## BEGIN
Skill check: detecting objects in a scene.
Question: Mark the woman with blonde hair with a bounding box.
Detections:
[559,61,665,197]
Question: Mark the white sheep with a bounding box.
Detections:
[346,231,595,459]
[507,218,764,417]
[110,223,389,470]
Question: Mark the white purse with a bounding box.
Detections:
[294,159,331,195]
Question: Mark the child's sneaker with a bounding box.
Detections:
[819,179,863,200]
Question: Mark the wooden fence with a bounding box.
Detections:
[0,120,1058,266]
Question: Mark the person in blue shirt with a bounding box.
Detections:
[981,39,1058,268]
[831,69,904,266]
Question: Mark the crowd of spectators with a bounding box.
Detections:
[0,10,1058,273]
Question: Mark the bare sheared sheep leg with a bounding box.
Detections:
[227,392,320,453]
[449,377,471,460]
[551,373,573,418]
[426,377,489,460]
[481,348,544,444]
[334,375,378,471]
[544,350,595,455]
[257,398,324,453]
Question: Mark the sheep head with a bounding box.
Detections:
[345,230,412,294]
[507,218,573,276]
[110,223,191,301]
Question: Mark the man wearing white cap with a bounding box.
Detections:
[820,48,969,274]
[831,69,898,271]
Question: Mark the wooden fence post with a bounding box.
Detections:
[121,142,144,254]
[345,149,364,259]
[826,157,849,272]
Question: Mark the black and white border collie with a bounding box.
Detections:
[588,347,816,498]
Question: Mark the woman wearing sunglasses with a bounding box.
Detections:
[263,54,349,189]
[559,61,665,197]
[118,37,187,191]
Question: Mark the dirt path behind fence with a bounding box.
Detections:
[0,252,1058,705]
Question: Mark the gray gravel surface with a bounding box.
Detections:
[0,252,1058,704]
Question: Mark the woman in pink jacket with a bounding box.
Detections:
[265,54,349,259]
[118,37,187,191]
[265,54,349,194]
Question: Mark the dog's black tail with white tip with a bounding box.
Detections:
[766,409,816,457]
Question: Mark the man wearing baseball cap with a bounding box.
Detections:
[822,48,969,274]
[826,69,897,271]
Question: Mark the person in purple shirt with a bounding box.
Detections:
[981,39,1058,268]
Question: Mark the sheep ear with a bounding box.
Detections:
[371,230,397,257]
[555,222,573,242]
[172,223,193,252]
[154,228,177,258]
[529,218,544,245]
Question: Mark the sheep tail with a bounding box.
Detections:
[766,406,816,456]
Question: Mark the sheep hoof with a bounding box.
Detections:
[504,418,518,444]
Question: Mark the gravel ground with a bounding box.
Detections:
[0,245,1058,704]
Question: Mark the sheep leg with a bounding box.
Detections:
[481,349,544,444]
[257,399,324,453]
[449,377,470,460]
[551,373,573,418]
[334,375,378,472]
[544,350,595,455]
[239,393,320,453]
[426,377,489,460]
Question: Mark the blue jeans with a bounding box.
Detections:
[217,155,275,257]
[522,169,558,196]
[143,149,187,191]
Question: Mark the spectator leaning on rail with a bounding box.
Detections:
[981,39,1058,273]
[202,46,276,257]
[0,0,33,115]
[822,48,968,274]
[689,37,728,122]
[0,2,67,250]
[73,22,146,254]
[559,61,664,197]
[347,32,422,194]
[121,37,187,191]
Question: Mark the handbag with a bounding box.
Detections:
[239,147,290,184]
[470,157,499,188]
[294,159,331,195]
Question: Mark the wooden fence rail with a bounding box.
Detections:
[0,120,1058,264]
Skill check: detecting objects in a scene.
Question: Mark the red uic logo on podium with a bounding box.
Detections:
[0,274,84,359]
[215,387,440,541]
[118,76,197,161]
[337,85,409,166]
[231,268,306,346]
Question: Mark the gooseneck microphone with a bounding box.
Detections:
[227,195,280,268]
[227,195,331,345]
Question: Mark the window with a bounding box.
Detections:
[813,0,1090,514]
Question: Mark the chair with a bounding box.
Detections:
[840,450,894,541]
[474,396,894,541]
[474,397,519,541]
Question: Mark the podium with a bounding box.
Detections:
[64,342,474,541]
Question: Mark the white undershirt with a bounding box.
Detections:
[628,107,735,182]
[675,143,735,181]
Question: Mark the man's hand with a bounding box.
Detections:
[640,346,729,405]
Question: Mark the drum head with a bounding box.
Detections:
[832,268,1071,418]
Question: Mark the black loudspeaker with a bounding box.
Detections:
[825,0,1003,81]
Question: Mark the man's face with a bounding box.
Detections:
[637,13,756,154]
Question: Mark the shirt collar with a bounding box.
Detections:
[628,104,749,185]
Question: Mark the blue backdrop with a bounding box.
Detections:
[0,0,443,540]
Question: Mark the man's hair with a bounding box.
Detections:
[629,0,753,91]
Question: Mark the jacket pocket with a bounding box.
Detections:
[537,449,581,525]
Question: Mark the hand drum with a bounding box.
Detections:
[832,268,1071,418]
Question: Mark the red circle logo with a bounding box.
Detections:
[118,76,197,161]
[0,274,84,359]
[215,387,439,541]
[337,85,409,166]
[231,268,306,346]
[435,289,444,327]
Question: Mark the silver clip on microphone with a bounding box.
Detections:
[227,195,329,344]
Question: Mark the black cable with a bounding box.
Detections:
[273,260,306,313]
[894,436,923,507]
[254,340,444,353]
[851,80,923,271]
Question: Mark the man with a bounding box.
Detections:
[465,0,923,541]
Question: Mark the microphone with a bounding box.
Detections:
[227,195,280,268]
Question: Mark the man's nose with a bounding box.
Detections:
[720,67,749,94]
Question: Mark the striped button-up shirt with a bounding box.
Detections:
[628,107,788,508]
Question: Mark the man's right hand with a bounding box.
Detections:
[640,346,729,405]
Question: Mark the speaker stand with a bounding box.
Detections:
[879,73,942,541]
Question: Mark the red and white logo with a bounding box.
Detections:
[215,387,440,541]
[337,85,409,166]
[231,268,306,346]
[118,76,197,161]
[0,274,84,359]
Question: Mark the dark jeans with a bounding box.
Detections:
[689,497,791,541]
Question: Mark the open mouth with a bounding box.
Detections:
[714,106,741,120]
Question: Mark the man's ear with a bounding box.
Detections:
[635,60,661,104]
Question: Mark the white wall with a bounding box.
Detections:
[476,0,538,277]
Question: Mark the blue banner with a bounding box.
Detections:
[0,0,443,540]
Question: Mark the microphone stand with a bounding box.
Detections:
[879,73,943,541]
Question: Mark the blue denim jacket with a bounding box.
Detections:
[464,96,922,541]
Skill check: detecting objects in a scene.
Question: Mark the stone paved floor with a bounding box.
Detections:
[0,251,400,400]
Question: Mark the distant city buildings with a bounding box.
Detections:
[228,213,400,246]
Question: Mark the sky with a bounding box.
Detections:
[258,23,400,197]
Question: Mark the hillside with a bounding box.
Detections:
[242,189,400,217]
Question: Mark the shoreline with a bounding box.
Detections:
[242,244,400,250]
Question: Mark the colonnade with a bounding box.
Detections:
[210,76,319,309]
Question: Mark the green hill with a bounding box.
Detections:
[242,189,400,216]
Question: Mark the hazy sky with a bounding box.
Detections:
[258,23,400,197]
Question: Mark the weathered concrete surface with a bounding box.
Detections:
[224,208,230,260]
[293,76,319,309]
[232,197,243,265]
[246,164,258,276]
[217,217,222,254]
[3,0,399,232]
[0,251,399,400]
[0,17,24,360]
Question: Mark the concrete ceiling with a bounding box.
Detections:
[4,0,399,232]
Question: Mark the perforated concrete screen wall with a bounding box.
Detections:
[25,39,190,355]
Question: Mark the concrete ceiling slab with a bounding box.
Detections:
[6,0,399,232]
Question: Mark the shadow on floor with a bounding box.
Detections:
## END
§ PROBLEM DETAILS:
Update the listing, starting at its beginning and ending at the line containing "[110,223,191,301]", by replacing "sheep" with "lamb". Leave everything else unchanged.

§ TASK OUTPUT:
Skill check: detecting objects in a scene.
Question: Mark the woman with blonde hair with a bounding box.
Detections:
[559,61,665,197]
Question: Mark the white lamb with a bounding box.
Detections:
[346,231,595,459]
[507,218,764,417]
[110,223,389,470]
Question: Mark the white purse with a bounding box.
Detections:
[294,159,331,195]
Question: Mark the child's sneaker with a bounding box.
Detections:
[819,179,863,200]
Question: Mark the wooden fence with a bounding box.
Detections:
[0,120,1058,266]
Question: Mark the person in blue shirt with a bounding box.
Detections:
[981,39,1058,268]
[831,69,904,266]
Question: Mark the crowd of spectators with a bounding box.
Detections:
[0,10,1058,273]
Question: Mark the bare sheared lamb leg with a bounding box.
Detections:
[227,392,320,453]
[449,377,471,460]
[551,373,573,418]
[426,377,489,460]
[481,348,544,444]
[334,375,378,471]
[544,350,595,455]
[257,398,324,453]
Question: Mark the lamb head with a bounding box.
Detections:
[345,230,412,294]
[507,218,573,276]
[110,223,191,301]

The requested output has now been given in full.